-- SET EXERCISE A --
Answer these questions from the passage on Epicurus and Platonism:
(i) Who wrote the article "The Epicurean Criticism of Socrates"?
(ii) Which category does the passage say to select to find more posts on the topic?
(iii) In which chapter of Epicurus and His Philosophy did Norman DeWitt cover basics of this history?
-- SET EXERCISE B --
List every person named in the passage on Epicurus and Platonism.
-- SET EXERCISE C --
Write out, word for word, the part of the passage on Epicurus and Platonism between "Another excellent reference" and "our philosophical swordsmanship.", inclusive.
┌─ SUPPLIED PASSAGE
Until I have time to expand this, a number of good posts on this topic can be found by selecting the category of “Against Platonism” at left.

Another excellent reference for this subject is the article by Mark T. Riley published by the Classical Association of Canada in 1980 entitled  “The Epicurean Criticism of Socrates” which is available on JSTOR.

In summary, the issue is as follows from my post of 7/11/11 “Against Plato”:

Perhaps one day a world will arise in which we can safely ignore the errors of false religion and false philosophy, and we can spend our time meditating solely on that which is true.  Until such a world arises, however — and there is no reason to think it ever will — we who live in this world are constantly confronted with the demands of assorted malcontents who pester us with error and constantly require our attention and our philosophical swordsmanship.

As we strap on our philosophical helmets to resist false religion and false philosophy, it is important to keep in mind that one of the most important battles to which Epicurus calls us is against the many variants of the core principles of Plato.  We often consider Epicurus as sparring with the Stoics due to the survival of many of Cicero’s dialogues pitting Stoic against Epicurean, but the Stoic school arose well after the foundation of Epicureanism.  Although the Stoics adopted many Platonic positions (and thus became antagonists of the Epicureans) the origin of the Stoic error was with Plato, and it is against Plato that Epicurus targeted many of his most powerful arguments.

Given the adoption of many Platonic errors by Christianity and the persistence of many other forms of Platonism in today’s world, it is essential to understand Epicurus’s role as a crusader as much against Platonism as against false religion.  Norman DeWitt covered several important basics of this history in Chapter 1 of Epicurus and His Philosophy:

“While it was in the role of moral reformer that Epicurus felt himself absolved from the duty of reverence for his predecessors, it was in the role of natural scientist that he became the antagonist of Platonism in particular.  It was his choice to revive the tradition of Ionian science, which had been interrupted by Socrates and Plato.
└─
┌─ INFORMATION SUPPLIED
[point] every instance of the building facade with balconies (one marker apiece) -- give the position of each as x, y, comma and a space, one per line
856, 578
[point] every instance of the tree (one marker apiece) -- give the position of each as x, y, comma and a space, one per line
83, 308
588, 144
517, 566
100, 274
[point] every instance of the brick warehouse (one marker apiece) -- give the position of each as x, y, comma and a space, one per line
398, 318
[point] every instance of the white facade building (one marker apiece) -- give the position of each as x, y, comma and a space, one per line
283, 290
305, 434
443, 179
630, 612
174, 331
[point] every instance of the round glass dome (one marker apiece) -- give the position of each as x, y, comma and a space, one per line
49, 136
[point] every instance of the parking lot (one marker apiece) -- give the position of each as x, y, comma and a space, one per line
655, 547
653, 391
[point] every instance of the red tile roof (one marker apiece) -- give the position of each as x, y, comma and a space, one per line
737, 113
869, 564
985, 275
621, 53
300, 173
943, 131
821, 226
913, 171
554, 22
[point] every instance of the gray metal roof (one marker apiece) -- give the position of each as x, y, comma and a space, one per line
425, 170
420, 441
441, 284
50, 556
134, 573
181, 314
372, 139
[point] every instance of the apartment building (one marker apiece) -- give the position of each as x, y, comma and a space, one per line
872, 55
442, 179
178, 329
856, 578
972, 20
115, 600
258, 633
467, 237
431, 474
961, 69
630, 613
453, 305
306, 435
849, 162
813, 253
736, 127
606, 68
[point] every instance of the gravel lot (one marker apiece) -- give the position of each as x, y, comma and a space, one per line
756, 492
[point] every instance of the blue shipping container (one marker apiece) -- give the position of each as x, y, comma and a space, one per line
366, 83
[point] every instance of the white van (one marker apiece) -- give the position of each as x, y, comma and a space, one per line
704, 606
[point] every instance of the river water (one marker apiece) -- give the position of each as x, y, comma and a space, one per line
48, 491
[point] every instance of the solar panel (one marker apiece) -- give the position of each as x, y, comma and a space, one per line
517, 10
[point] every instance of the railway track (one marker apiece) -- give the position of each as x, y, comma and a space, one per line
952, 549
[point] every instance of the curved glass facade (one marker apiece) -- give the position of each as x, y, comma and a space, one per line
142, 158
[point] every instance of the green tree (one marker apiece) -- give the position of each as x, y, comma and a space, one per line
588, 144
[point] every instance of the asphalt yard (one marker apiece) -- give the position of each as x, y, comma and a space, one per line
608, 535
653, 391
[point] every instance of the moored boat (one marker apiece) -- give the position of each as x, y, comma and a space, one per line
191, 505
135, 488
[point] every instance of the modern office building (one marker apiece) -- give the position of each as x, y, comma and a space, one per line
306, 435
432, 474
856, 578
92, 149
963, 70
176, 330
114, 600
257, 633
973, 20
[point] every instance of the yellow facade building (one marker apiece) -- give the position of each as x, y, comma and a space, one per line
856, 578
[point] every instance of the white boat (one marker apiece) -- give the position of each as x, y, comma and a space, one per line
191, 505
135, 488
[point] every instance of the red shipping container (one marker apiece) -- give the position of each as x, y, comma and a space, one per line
└─
-- TASK ANSWER A --
(i) Mark T. Riley
(ii) "Against Platonism"
(iii) Chapter 1

-- TASK ANSWER B --
Mark T. Riley, Socrates, Plato, Epicurus, Cicero, Norman DeWitt

-- TASK ANSWER C --
Another excellent reference for this subject is the article by Mark T. Riley published by the Classical Association of Canada in 1980 entitled  “The Epicurean Criticism of Socrates” which is available on JSTOR.

In summary, the issue is as follows from my post of 7/11/11 “Against Plato”:

Perhaps one day a world will arise in which we can safely ignore the errors of false religion and false philosophy, and we can spend our time meditating solely on that which is true.  Until such a world arises, however — and there is no reason to think it ever will — we who live in this world are constantly confronted with the demands of assorted malcontents who pester us with error and constantly require our attention and our philosophical swordsmanship.